— INSTRUCTIONS TO FOLLOW —
Swap "mural" for "painting" in the items starting at the very beginning and ending at the line that contains "[9,201,191,346]", then write out those items again with nothing else changed.

Data records:
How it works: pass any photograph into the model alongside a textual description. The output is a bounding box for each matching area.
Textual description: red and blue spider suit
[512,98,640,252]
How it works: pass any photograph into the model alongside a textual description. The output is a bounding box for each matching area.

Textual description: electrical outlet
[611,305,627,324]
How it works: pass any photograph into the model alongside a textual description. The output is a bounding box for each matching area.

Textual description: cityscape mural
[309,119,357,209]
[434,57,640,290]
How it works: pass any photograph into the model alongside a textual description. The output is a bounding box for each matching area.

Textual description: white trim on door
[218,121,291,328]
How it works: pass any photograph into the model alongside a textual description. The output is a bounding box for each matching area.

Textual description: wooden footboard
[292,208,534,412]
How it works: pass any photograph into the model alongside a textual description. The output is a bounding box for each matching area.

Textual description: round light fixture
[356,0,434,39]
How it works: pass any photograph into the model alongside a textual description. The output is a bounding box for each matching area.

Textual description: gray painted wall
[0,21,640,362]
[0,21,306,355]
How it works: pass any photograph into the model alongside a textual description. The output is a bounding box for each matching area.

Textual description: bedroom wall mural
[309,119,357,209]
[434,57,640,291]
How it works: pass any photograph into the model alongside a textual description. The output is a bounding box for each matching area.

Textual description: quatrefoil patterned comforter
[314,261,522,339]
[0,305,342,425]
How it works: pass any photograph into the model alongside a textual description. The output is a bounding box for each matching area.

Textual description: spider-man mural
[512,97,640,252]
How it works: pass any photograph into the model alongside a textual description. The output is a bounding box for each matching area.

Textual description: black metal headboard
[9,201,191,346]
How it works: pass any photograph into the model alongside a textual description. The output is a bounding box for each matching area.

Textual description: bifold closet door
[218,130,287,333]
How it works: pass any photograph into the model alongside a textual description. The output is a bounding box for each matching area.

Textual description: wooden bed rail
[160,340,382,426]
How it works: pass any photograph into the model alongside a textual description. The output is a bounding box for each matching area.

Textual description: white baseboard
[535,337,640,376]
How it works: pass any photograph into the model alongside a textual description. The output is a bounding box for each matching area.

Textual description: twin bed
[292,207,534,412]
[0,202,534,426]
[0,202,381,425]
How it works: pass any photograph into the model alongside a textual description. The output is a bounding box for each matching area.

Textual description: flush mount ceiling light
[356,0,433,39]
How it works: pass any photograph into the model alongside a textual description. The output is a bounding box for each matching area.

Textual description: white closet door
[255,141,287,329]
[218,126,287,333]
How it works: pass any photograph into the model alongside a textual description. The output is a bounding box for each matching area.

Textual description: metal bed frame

— TASK SOLUTION —
How it works: pass any photograph into the model alongside a textual description. The output is a bounding box for each matching area.
Textual description: red and blue spider suit
[512,98,640,252]
How it works: pass any photograph into the model alongside a textual description. The output is a bounding box for each matching area.

Textual description: electrical outlet
[611,305,627,324]
How it works: pass any photograph into the model alongside a textual description. The output is a bounding box for each matching area.

Textual description: cityscape painting
[309,119,357,209]
[434,57,640,290]
How it works: pass any photograph into the model alongside a textual description. The output is a bounding box for each matching area.

Textual description: white trim on door
[218,121,291,328]
How it works: pass any photograph into the model alongside a textual description. The output is a bounding box for each matching area.

Textual description: wooden footboard
[292,208,534,412]
How it works: pass any photograph into the model alongside a textual description. The output is a bounding box for each matching area.

Textual description: round light fixture
[356,0,434,39]
How it works: pass any photograph into the model alongside a textual description. The output is a bounding box for each matching area.

Textual description: gray painted wall
[0,21,640,362]
[0,21,306,355]
How it works: pass any photograph into the model alongside a textual description. The output is a bounding box for each matching area.

Textual description: bedroom wall painting
[309,119,357,209]
[434,57,640,291]
How it works: pass any photograph into the model alongside a textual description. The output is a bounding box for each matching area.

Textual description: quatrefoil patterned comforter
[314,261,522,339]
[0,305,342,425]
How it works: pass any photograph into the model alongside a textual description. The output is a bounding box for each matching area.

Textual description: spider-man painting
[512,97,640,252]
How it works: pass any photograph into the model alongside a textual description. The output is a bounding box for each matching area.

Textual description: black metal headboard
[9,201,191,346]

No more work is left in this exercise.